- Trapeza Location within Greece
- Coordinates: 38°10′N 22°14′E﻿ / ﻿38.167°N 22.233°E
- Country: Greece
- Administrative region: West Greece
- Regional unit: Achaea
- Municipality: Aigialeia
- Municipal unit: Diakopto

Population (2021)
- • Community: 260
- Time zone: UTC+2 (EET)
- • Summer (DST): UTC+3 (EEST)

= Trapeza, Achaea =

Trapeza (Τράπεζα) is a village and a community in the municipal unit of Diakopto, Achaea, Greece. It is located 4 km southeast of Diakopto and 8 km west of Akrata. The community includes the village Paralia Trapezis. Between 1892 and 1940, its name was Nea Voura (Νέα Βούρα).

★ ★ ★

--- Problem set ---
A. Based on the Trapeza article, why is a second time offset of UTC+3 listed next to UTC+2?
B. Reproduce the Trapeza article word for word, starting at "Population (2021)" and ending at "Voura (Νέα Βούρα).".
The material after the Trapeza article is separate from it.

★ ★ ★

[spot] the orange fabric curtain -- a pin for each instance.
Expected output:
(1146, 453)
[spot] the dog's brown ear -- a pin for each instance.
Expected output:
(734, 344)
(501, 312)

★ ★ ★

--- Answer list ---
A. UTC+3 (EEST) is the summer offset under daylight saving time (DST). UTC+2 (EET) is the standard time zone.

B.
Population (2021)
- • Community: 260
- Time zone: UTC+2 (EET)
- • Summer (DST): UTC+3 (EEST)

= Trapeza, Achaea =

Trapeza (Τράπεζα) is a village and a community in the municipal unit of Diakopto, Achaea, Greece. It is located 4 km southeast of Diakopto and 8 km west of Akrata. The community includes the village Paralia Trapezis. Between 1892 and 1940, its name was Nea Voura (Νέα Βούρα).